Selected extract
Content starts

By Michael Von Korff, ScD, retired senior investigator, Kaiser Permanente Washington Health Research Institute

I see glimmers of hope in recent trends about opioids. U.S. opioid prescribing is declining and rates of fatal drug overdose are down for the first time since 1990.   

Opioid prescribing overall declined by about one-third from 2013 through 2018, reports the Food and Drug Administration Advisory Committee on Anesthetic and Analgesic Drug Products. Prescribing of high-dose opioid medications dropped by over 60 percent in the same time period.  

As a researcher studying chronic pain and opioid use, I’ve noticed these promising developments for some years. Starting around 2011, opioid prescribing trends shifted nationally from increasing to decreasing. I’m pleased to say that such reductions started at Kaiser Permanente Washington four years earlier, in 2007, because our medical staff took active steps to reduce overprescribing of opioid analgesics.

Leadership by Kaiser Permanente Washington  

Prescribing trends began changing nationally when a series of reports linked higher prescription opioid doses to increased risk of opioid overdose. The first of these reports included work published in 2010 by our group at Kaiser Permanente Washington Health Research Institute. The paper was accompanied by an editorial co-authored by A. Thomas McLellan, PhD, then Deputy Director of the White House Office of National Drug Control Policy, calling for changes in opioid prescribing.   

We recently reported that from 2007 to 2011, Kaiser Permanente Washington achieved a one-third reduction in combined fatal and nonfatal opioid overdose rates for patients using prescription opioids for chronic pain. Our population is not the only example. States that achieved large reductions in opioid prescribing seem to show reductions in opioid overdose deaths rates earlier than other parts of the United States.   
 
More good news came in July 2019: The Centers for Disease Control and Prevention reported that nationally, the number of drug overdose deaths declined 5 percent from 2017 to 2018. This was the first decrease in drug overdose deaths in almost three decades.

Content ends

Data extract
Content starts

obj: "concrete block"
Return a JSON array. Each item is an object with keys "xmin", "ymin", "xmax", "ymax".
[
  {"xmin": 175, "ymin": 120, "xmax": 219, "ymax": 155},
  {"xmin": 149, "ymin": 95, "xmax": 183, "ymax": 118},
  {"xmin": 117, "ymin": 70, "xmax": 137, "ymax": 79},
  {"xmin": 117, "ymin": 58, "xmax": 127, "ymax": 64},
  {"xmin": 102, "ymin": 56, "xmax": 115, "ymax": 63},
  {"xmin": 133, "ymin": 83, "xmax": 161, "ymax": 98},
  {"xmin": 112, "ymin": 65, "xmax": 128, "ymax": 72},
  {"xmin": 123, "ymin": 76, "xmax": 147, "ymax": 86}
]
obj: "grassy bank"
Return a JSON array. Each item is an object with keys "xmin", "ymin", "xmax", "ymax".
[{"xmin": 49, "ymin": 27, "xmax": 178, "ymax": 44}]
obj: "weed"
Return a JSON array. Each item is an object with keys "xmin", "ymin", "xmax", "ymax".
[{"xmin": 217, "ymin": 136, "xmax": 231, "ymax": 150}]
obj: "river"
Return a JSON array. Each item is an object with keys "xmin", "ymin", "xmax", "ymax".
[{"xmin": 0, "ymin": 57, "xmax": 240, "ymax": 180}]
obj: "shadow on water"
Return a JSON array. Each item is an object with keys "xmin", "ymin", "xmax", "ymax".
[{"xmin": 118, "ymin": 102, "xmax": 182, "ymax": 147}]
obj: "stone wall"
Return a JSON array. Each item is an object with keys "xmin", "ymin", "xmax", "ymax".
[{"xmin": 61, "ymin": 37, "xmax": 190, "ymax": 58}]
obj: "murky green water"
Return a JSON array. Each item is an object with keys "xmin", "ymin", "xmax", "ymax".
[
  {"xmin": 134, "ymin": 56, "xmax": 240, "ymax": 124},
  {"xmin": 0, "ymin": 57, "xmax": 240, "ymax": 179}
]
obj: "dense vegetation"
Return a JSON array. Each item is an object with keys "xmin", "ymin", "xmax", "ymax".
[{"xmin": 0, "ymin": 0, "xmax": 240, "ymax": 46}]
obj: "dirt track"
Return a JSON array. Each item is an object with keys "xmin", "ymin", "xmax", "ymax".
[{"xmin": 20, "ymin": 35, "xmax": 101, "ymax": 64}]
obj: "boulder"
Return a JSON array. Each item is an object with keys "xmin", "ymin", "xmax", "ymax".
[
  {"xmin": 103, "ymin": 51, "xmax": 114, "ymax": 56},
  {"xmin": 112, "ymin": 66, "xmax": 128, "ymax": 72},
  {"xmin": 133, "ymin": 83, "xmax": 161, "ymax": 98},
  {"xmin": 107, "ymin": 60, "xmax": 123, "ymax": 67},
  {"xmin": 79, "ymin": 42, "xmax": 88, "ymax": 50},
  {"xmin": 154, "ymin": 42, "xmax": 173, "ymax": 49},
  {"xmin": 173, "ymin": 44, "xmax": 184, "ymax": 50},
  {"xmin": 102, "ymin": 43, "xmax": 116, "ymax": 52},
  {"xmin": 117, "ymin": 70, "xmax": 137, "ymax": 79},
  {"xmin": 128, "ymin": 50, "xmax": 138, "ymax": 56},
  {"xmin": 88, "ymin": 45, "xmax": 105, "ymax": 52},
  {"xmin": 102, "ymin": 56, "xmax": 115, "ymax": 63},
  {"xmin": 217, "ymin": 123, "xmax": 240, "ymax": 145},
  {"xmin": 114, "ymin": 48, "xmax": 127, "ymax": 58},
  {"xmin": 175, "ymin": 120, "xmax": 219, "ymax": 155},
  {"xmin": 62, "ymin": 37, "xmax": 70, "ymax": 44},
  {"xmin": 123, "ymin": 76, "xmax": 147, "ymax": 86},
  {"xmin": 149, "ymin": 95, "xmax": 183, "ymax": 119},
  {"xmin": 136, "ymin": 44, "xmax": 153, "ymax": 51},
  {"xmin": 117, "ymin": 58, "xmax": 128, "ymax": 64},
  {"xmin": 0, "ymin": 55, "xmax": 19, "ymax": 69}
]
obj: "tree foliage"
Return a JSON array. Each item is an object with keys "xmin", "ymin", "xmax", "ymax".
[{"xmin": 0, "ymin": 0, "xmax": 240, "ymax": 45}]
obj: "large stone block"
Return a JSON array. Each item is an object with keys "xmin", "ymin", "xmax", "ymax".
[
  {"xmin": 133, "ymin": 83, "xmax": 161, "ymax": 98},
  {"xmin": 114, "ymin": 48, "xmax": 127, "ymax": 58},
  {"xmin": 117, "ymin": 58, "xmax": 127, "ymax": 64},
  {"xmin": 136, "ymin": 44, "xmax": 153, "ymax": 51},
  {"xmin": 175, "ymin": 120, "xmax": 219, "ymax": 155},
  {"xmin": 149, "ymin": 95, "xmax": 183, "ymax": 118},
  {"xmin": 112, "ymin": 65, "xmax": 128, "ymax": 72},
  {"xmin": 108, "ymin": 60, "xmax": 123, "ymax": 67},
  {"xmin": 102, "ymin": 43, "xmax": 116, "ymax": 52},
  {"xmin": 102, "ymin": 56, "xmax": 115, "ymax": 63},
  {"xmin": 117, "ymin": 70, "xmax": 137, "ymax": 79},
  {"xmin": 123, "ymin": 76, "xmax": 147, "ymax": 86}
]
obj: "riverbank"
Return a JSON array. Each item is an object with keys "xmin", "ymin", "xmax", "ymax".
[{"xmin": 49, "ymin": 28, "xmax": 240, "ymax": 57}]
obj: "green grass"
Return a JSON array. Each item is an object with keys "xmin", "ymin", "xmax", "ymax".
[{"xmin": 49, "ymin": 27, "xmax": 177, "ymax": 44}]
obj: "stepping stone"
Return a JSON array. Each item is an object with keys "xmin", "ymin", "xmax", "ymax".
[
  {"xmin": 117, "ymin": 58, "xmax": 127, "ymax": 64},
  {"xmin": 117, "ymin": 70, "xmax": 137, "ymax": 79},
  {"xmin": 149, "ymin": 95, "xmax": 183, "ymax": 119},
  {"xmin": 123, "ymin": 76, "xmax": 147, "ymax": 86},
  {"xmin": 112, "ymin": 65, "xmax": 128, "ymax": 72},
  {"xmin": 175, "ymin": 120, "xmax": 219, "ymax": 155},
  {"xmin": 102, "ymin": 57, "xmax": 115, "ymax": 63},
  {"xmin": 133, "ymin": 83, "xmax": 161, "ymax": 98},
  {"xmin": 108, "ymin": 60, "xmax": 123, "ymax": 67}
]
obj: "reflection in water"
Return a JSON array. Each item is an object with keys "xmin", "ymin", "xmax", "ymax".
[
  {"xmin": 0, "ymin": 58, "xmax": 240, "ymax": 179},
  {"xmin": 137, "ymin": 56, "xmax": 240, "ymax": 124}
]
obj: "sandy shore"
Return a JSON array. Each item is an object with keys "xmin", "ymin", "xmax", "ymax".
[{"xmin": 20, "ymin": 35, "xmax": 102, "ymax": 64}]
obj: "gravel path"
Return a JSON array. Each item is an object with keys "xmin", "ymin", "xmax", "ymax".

Content ends

What to work on
**A.** According to the article on opioid trends, in what year did opioid prescribing reductions begin at Kaiser Permanente Washington?
**B.** Carry on the article about opioid trends from where it stops.
The material plays no part here.

Results for each task
**A.** 2007

**B.**
I’m especially encouraged because the numbers indicate that the work of health care teams paid off: The reduced number of opioid overdose deaths was entirely due to a drop in drug overdose fatalities involving prescription opioids. While it is too early to be sure, this may be the first sign that we are turning the corner on the epidemic of prescription opioid drug overdose and addiction.

Our next challenges

While the news about changes in prescription opioid prescribing and opioid overdose are positive, we have a rapidly emerging problem with fatal overdoses involving other opioid drugs: heroin and illicit synthetic fentanyl. Overdose deaths have been increasing rapidly since 2010 for heroin and since 2013 for fentanyl. The rise in overdose deaths from these drugs is probably because of their increased availability, low street price, and high potency. A real concern is that the widespread availability of prescription opioids led people to move from medically prescribed or illicitly used prescription opioids to heroin or fentanyl.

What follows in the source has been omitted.